> RECORD SET
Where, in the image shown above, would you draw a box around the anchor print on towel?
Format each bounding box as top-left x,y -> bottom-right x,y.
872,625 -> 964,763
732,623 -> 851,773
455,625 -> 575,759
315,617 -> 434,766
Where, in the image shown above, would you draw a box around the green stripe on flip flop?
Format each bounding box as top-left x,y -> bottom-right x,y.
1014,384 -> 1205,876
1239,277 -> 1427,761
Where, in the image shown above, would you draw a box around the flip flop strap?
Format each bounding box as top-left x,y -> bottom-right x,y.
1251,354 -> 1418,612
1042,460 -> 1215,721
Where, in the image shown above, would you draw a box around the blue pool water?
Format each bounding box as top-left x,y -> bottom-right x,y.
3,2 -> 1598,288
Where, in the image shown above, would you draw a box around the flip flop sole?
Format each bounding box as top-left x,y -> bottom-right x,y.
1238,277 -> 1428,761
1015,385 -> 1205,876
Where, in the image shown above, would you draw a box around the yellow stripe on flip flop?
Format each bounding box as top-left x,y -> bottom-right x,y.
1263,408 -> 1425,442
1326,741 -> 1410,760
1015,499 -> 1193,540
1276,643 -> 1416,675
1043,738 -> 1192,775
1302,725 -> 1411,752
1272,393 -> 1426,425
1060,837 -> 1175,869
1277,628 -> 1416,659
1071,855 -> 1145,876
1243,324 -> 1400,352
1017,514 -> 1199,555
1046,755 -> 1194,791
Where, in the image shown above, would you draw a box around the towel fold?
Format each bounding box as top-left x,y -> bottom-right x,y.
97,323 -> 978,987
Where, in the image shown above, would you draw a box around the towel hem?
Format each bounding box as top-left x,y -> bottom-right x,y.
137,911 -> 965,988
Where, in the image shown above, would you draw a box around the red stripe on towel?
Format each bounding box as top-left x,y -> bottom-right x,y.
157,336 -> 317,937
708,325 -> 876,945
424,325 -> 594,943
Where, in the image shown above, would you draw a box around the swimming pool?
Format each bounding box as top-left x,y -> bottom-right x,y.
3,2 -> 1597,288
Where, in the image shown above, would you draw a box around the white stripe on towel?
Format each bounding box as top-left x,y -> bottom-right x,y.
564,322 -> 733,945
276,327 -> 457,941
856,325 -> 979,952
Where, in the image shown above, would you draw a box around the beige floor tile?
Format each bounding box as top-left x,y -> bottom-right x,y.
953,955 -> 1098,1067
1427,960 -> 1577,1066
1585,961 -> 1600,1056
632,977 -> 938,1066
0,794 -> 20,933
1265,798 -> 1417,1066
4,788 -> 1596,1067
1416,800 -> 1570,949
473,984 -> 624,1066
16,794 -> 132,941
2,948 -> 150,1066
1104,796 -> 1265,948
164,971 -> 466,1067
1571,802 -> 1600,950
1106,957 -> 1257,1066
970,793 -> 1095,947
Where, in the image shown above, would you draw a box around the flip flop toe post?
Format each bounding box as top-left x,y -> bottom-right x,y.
==
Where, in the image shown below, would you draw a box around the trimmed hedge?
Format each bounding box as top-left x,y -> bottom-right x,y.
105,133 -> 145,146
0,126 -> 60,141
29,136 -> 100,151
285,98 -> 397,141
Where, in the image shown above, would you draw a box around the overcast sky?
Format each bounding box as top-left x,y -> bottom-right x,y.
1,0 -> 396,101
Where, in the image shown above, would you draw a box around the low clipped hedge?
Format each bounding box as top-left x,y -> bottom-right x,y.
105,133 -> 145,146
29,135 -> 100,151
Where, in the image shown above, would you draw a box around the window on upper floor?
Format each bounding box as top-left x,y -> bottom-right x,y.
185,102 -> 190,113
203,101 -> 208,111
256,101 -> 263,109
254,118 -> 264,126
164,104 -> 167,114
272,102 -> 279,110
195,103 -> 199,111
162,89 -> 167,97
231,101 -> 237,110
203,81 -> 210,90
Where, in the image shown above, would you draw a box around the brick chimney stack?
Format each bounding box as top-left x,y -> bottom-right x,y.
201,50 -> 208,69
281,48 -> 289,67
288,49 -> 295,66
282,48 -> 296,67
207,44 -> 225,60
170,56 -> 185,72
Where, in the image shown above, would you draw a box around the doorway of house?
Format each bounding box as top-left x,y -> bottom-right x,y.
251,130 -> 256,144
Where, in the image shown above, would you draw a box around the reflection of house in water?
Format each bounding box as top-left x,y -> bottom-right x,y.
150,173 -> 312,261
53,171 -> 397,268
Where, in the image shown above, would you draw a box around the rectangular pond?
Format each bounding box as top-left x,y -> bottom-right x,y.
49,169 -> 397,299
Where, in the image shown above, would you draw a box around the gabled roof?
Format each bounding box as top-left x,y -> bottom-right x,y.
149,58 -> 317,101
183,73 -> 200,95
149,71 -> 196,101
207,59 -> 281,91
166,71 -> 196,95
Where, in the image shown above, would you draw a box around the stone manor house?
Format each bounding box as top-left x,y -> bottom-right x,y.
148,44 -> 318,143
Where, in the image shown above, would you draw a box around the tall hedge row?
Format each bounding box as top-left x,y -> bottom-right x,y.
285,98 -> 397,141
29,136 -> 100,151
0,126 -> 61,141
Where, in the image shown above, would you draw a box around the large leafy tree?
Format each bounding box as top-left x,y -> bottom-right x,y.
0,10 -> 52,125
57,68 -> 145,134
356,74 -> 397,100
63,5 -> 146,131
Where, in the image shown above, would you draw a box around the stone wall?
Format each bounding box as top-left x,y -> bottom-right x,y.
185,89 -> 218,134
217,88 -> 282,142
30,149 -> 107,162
* * *
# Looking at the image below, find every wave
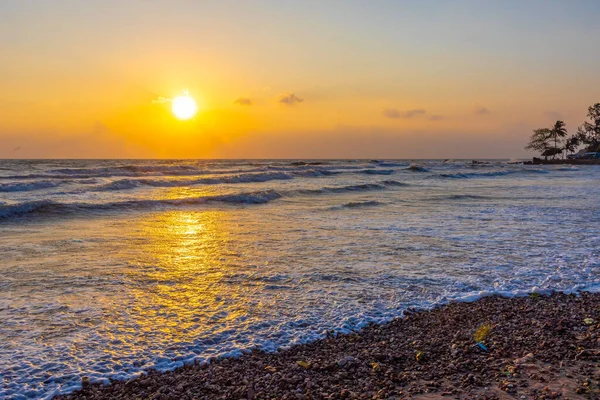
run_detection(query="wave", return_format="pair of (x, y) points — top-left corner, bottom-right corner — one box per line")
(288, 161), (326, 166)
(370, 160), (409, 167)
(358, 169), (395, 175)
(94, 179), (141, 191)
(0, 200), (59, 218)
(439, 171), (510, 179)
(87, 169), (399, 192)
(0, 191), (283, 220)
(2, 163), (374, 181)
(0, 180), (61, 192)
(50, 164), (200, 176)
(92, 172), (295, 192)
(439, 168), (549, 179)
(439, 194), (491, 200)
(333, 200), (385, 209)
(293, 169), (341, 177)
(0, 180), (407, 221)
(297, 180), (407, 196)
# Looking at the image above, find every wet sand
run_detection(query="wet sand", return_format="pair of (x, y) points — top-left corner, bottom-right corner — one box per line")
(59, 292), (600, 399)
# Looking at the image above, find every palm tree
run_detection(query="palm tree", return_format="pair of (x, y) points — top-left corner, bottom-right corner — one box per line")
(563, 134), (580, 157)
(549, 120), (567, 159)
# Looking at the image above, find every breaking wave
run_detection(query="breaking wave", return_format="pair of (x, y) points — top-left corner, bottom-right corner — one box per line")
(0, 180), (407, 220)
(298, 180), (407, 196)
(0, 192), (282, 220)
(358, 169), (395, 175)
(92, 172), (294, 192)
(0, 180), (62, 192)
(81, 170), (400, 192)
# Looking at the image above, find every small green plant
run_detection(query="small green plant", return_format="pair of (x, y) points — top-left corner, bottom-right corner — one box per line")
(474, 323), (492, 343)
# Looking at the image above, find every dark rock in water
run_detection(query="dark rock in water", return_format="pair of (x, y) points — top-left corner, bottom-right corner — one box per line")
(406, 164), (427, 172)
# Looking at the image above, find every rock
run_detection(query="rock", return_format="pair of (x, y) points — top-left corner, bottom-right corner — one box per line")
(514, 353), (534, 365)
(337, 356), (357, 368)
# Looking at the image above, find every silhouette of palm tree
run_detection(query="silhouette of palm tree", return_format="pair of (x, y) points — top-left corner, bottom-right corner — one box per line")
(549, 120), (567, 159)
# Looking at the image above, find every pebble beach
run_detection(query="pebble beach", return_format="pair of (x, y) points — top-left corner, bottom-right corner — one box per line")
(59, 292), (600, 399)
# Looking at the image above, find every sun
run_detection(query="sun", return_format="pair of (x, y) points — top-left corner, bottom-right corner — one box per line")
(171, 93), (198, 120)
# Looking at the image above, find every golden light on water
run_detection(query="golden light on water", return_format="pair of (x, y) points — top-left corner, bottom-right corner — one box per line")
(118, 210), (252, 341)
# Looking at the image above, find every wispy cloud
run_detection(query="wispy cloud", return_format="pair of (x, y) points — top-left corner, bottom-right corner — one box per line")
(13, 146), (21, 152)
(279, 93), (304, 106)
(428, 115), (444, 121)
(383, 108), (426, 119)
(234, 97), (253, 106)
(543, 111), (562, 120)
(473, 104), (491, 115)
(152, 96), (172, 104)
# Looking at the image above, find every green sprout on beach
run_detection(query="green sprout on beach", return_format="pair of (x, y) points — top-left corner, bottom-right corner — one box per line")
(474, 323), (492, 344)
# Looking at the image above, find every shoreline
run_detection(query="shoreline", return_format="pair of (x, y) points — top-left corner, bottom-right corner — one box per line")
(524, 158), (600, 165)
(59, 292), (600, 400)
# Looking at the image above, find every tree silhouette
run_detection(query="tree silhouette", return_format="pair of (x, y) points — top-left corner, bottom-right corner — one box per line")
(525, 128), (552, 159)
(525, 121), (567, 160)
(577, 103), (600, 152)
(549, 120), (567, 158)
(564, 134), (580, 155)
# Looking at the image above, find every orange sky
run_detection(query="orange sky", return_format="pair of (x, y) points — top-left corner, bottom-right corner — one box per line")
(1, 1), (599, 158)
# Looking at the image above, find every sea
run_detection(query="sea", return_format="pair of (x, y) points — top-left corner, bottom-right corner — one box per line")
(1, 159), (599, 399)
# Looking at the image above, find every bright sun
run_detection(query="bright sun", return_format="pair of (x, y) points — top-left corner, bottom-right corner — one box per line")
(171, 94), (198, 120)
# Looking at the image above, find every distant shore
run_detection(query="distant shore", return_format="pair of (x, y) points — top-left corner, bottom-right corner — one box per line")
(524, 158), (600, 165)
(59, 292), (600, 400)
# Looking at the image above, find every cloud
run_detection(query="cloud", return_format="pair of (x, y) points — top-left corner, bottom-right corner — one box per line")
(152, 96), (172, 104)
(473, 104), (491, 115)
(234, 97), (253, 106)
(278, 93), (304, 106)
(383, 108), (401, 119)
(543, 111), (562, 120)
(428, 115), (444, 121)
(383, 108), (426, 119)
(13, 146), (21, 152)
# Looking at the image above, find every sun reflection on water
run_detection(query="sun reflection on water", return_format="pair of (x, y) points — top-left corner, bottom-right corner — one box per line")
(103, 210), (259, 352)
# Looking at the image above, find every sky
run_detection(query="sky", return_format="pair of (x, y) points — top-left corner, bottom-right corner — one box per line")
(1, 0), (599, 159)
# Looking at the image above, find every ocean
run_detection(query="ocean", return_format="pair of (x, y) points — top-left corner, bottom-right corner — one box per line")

> AIM OF THE EXERCISE
Show each line of the material above where "house" occurs.

> TASK SOLUTION
Where, in the image shown above, would you draw a box around the doorway of house?
Where, in the image shown above, would you draw a box around the reflection of house in water?
Where, in the image shown above, would you draw a box around the stone manor house?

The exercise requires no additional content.